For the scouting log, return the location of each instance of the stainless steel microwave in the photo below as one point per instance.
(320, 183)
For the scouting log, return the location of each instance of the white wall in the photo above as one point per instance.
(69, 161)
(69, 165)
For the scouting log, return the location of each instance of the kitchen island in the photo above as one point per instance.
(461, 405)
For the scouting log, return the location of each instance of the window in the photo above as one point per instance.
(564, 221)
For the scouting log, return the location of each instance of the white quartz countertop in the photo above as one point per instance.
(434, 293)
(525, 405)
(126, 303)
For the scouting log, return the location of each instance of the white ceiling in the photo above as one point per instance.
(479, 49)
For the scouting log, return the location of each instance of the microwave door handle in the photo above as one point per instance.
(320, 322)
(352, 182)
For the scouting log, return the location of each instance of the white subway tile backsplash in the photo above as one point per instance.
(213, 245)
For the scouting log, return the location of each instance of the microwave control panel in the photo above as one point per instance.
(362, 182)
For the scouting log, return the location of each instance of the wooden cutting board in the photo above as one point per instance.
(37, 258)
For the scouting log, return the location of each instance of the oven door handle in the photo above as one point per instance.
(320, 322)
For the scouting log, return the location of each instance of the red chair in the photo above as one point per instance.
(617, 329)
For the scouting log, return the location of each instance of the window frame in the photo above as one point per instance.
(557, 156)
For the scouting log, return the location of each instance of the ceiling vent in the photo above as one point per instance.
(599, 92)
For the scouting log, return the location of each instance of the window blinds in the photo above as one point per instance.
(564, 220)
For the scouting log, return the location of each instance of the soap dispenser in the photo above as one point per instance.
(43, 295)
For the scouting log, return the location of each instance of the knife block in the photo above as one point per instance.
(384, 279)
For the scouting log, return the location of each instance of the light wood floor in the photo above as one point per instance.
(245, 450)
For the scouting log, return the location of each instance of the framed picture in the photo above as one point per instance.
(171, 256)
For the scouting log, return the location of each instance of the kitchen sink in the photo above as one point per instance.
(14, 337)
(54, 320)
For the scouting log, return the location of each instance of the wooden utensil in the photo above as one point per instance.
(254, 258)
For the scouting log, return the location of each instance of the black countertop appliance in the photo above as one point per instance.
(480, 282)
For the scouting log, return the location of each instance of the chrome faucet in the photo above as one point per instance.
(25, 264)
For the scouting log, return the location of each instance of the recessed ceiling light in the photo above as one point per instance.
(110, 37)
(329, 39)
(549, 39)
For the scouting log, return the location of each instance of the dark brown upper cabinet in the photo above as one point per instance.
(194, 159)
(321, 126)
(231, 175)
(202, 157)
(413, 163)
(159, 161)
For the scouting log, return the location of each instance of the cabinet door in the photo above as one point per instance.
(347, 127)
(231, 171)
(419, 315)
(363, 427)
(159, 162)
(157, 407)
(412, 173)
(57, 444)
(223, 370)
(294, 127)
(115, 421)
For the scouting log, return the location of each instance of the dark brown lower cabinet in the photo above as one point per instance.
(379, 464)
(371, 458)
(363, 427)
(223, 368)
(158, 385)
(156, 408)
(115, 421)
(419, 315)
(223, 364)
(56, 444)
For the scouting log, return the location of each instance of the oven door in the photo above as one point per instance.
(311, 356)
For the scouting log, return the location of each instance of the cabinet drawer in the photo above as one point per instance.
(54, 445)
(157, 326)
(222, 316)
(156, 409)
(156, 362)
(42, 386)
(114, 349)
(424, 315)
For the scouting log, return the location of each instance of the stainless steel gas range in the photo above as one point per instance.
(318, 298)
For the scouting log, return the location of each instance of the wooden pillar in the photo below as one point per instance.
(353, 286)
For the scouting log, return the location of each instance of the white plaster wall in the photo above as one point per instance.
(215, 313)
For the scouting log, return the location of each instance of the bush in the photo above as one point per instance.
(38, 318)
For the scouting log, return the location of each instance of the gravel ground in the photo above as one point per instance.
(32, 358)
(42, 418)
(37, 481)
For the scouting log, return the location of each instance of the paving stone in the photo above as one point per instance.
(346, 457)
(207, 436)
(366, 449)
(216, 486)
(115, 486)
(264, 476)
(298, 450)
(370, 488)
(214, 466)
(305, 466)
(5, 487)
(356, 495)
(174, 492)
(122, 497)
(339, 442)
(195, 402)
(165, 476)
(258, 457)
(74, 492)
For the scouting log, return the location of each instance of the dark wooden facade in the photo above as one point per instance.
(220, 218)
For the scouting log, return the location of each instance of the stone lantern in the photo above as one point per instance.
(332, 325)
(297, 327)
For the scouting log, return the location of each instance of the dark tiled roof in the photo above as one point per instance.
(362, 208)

*Work required*
Your task is to repeat the data exactly, with nothing left out.

*Finished exercise*
For the scouting log, return the location of each instance of the stainless steel microwave in the photo below as one point per instance.
(320, 183)
For the scouting log, return the location of each instance of the white wall in the photo above as one point per instance.
(69, 161)
(69, 165)
For the scouting log, return the location of each instance of the kitchen island in the photo above as one point per instance.
(461, 405)
For the scouting log, return the location of each instance of the window in the photo above as one point per instance.
(564, 221)
For the scouting log, return the location of each instance of the white quartz countertop in the photo above as one point per instance.
(434, 293)
(525, 405)
(126, 303)
For the scouting log, return the location of each instance of the white ceiling in the photo above as one point per instance.
(479, 49)
For the scouting log, return the location of each instance of the microwave door handle in the photo above as one point per instance.
(320, 322)
(352, 182)
For the scouting log, return the location of each instance of the white subway tile backsplash in the photo above as one point per instance.
(213, 245)
For the scouting log, return the location of each instance of the microwave control panel in the photo above as one point per instance.
(362, 182)
For the scouting log, return the location of each instance of the wooden cutting board in the photo above as one point per instance.
(37, 258)
For the scouting log, return the location of each instance of the oven door handle in the photo above as one point per instance.
(320, 322)
For the scouting log, return the location of each instance of the red chair in the photo above as one point per instance.
(617, 329)
For the scouting log, return the location of each instance of the window frame in the photo above as one point per instance.
(557, 156)
For the scouting log, return the location of each instance of the ceiling vent in the photo above as one point per instance.
(599, 92)
For the scouting log, return the location of each instance of the window blinds in the photo above as one point per instance.
(564, 220)
For the scouting log, return the location of each instance of the soap dispenser in the photo above as one point per instance.
(43, 295)
For the scouting log, return the location of each instance of the knife block in the photo above as one point per instance.
(384, 279)
For the scouting log, return the location of each instance of the light wood floor in the photo above as one point per instance.
(245, 450)
For the scouting log, return the location of each instance of the framed picture in the photo above as one point per instance.
(171, 256)
For the scouting log, return the location of each instance of the kitchen sink in the photo above as one point per instance.
(14, 337)
(54, 320)
For the scouting log, return the location of each instance of the wooden utensil in the photo above as one point per instance.
(254, 258)
For the scouting log, return the location of each instance of the black countertop appliance in the photo above as one point per instance.
(480, 282)
For the scouting log, return the location of each instance of the chrome faucet in the photo above as one point per instance.
(25, 264)
For the scouting log, return the location of each instance of the recessed ceiling light in the photo above as one point per instance.
(110, 37)
(329, 39)
(549, 39)
For the scouting log, return the location of each instance of the dark brown upper cabinet in the photo above as one point per instance.
(194, 159)
(321, 126)
(231, 175)
(202, 157)
(413, 163)
(159, 161)
For the scouting log, return the location of each instance of the cabinet door in the photo above as one point per instance.
(347, 127)
(231, 171)
(419, 315)
(363, 427)
(159, 162)
(157, 407)
(412, 173)
(57, 444)
(223, 370)
(294, 127)
(115, 421)
For the scouting log, return the location of each instance of the dark brown lower cabinet in the photo above as one point per instance.
(379, 464)
(371, 458)
(363, 427)
(223, 368)
(158, 385)
(156, 408)
(115, 421)
(419, 315)
(223, 364)
(56, 444)
For the scouting log, return the location of each instance of the oven door in the photo above as one point per instance.
(311, 356)
For the scouting log, return the location of each instance of the cabinet drawer in the photo above as one point per instance.
(54, 445)
(157, 326)
(222, 316)
(156, 409)
(156, 362)
(42, 386)
(114, 349)
(424, 315)
For the scouting log, return the location of each instance of the stainless steel gas range in the photo above as one point per instance.
(318, 298)
For the scouting log, return the location of each instance of the wooden pillar in the photo below as one point per instance.
(353, 286)
For the scouting log, return the location of each instance of the white plaster wall in the photo above as one point per instance.
(215, 313)
For the scouting log, return the location of each instance of the bush in the photo above as one point per instance.
(38, 318)
For the scouting log, return the location of each instance of the gravel ground in the photo above as one point per instance.
(32, 358)
(42, 418)
(37, 481)
For the scouting log, return the location of each instance of the paving stone in the photo above as one point per instance.
(346, 457)
(207, 436)
(366, 449)
(216, 486)
(115, 486)
(264, 476)
(298, 450)
(370, 488)
(214, 466)
(305, 466)
(5, 487)
(356, 495)
(174, 492)
(122, 497)
(339, 442)
(195, 402)
(165, 476)
(258, 457)
(74, 492)
For the scouting log, return the location of each instance of the dark wooden facade in the photo above as one point per instance.
(220, 218)
For the scouting log, return the location of each instance of the stone lantern in the photo above as one point per instance.
(332, 325)
(297, 327)
For the scouting log, return the location of each instance of the dark tiled roof in the photo above as one point per instance.
(362, 208)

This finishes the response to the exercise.